* _Challenge_
Please print exactly the lines running from the one that contains "Objective — a point for each instance of the turquoise" to the end of the data, with both lines included.

* _Data for the task_

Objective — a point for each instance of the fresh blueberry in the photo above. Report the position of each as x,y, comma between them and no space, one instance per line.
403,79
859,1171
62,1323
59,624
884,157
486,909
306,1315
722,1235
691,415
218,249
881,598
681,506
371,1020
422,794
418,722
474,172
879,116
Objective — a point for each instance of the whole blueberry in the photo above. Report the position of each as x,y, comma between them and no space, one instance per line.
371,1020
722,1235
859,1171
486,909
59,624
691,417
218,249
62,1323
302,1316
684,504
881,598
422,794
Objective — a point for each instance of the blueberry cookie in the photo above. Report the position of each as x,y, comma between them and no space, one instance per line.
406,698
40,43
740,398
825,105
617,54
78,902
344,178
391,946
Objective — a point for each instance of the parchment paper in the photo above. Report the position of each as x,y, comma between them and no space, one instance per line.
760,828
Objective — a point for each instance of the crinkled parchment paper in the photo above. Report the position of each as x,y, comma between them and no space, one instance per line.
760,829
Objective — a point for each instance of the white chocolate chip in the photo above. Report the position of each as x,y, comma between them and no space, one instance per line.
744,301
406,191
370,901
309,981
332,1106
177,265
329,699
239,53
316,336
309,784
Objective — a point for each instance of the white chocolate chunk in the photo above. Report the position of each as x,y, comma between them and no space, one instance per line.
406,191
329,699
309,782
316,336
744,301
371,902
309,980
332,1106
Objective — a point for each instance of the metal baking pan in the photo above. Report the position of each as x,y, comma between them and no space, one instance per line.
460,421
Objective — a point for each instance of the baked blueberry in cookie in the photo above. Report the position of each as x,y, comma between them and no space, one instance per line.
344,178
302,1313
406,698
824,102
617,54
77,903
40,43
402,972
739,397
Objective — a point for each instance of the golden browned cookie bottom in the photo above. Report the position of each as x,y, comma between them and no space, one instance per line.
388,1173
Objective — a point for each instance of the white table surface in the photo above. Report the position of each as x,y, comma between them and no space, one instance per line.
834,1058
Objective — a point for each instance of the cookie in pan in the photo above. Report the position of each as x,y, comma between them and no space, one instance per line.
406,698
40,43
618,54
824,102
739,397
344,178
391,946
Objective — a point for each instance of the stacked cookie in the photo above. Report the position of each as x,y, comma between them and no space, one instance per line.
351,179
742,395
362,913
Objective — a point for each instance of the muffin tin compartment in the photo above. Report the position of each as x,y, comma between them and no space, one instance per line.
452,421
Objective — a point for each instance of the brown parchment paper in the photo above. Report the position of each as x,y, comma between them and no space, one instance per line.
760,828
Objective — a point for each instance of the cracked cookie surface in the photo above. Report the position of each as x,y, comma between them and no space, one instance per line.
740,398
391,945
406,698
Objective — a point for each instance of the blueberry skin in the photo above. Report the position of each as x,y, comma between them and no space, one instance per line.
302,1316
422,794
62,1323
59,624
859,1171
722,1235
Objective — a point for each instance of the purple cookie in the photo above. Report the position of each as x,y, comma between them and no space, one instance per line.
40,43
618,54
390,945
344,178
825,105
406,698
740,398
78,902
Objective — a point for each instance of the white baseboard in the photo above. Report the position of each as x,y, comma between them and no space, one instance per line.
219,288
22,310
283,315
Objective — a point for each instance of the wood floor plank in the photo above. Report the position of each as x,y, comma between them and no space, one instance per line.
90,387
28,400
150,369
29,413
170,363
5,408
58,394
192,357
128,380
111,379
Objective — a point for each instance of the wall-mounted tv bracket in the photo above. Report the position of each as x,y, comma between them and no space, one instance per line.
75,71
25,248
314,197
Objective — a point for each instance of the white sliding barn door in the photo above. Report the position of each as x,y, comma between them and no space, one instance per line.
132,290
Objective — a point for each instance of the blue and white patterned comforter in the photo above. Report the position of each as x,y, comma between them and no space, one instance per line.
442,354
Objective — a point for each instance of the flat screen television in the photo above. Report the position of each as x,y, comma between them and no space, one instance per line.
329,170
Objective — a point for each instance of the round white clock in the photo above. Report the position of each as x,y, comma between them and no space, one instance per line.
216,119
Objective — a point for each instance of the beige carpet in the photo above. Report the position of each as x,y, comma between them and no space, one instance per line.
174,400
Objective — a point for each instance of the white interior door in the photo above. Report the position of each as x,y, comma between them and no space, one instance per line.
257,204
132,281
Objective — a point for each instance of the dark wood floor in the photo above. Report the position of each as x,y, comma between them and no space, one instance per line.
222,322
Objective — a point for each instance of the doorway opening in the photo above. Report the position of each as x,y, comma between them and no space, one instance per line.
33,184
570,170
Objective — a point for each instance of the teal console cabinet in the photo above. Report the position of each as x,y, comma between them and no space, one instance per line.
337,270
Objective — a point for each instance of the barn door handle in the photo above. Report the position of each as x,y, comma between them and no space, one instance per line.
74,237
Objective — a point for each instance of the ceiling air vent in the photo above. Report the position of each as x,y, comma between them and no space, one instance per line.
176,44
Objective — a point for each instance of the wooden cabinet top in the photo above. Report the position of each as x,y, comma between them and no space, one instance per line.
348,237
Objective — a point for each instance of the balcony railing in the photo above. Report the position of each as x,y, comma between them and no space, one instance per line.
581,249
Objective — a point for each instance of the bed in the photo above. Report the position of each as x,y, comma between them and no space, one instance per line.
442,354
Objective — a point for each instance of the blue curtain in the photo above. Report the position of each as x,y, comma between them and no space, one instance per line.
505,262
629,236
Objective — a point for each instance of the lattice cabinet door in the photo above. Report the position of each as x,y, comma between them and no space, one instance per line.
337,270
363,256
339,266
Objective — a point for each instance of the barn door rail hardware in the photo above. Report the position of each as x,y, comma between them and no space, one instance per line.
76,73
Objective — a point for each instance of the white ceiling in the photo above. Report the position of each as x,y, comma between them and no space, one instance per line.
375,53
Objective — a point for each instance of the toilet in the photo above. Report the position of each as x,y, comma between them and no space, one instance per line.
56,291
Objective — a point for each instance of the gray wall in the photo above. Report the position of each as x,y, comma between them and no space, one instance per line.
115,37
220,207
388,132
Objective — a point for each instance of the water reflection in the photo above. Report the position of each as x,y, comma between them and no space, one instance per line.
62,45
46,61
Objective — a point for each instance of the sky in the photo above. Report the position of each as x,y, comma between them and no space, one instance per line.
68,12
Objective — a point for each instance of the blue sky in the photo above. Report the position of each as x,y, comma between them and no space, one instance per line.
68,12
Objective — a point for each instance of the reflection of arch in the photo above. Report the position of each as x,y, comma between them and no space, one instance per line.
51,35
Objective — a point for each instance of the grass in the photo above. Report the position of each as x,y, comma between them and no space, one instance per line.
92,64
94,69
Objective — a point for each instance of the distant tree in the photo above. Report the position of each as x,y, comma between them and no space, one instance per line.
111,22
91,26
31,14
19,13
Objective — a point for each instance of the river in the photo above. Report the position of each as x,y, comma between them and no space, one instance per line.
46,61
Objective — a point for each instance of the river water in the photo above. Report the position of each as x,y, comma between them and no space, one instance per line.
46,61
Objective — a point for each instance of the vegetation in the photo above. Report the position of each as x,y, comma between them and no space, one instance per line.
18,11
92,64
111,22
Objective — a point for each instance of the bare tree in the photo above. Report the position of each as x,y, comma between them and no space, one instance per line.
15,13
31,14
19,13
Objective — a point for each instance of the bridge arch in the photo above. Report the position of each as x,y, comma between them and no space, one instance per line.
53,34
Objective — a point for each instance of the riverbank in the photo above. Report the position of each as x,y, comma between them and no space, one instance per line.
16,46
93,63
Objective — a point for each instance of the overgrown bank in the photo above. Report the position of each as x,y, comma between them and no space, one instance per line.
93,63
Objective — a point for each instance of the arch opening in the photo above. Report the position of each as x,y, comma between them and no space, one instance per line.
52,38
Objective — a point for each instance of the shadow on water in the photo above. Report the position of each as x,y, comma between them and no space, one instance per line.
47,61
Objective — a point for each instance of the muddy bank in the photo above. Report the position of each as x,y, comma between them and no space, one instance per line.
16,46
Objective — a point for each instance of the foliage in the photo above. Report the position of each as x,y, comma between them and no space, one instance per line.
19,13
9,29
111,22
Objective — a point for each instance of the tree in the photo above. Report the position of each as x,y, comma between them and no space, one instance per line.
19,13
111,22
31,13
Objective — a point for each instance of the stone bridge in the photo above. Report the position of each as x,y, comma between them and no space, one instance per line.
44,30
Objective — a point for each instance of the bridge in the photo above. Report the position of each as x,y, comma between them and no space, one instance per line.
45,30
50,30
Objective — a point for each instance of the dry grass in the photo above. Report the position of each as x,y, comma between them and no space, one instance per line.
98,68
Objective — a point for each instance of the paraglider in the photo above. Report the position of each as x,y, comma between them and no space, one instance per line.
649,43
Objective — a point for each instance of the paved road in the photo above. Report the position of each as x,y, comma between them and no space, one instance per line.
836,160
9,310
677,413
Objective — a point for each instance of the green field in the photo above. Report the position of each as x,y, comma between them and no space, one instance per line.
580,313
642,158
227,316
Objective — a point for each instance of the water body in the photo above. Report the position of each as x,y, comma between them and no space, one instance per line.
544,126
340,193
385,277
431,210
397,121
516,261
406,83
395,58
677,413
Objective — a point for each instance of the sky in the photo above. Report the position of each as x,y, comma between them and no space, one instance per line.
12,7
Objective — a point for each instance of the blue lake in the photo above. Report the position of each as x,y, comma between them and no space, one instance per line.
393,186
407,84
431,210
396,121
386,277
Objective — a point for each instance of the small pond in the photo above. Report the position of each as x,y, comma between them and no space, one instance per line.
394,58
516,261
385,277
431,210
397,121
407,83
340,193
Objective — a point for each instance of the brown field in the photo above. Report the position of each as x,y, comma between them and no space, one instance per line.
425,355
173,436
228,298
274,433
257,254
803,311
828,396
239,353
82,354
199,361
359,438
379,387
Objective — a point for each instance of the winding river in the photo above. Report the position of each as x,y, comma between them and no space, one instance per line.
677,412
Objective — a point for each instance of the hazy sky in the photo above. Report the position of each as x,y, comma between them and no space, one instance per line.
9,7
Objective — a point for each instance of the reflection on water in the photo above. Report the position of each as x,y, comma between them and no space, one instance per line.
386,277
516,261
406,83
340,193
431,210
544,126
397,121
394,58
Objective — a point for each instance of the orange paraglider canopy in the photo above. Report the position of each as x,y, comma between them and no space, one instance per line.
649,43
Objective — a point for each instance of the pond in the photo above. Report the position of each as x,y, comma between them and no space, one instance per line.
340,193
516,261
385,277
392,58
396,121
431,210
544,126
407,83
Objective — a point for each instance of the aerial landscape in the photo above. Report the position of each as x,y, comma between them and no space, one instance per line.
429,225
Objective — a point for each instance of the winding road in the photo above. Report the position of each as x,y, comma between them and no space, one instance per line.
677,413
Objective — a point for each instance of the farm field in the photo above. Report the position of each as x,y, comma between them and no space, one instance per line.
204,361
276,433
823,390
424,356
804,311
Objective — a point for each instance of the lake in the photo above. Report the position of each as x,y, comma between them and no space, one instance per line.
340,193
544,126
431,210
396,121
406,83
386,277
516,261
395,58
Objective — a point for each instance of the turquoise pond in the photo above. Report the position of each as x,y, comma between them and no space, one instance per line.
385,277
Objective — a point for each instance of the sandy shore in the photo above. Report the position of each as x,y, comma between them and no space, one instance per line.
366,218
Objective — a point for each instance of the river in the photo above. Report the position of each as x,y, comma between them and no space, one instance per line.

* _Exercise solution_
Objective — a point for each instance of the turquoise pond in the photo above. Report the position of each as x,y, comma between them and no space, one instance per line.
385,277
Objective — a point for each instance of the sandy shore in the photo above. Report the position of each as x,y, comma between them and no space, one instance per line.
366,218
Objective — a point for each instance of the river in the photo above. Report the position of each as x,y, comma between them and no space, one instance per line.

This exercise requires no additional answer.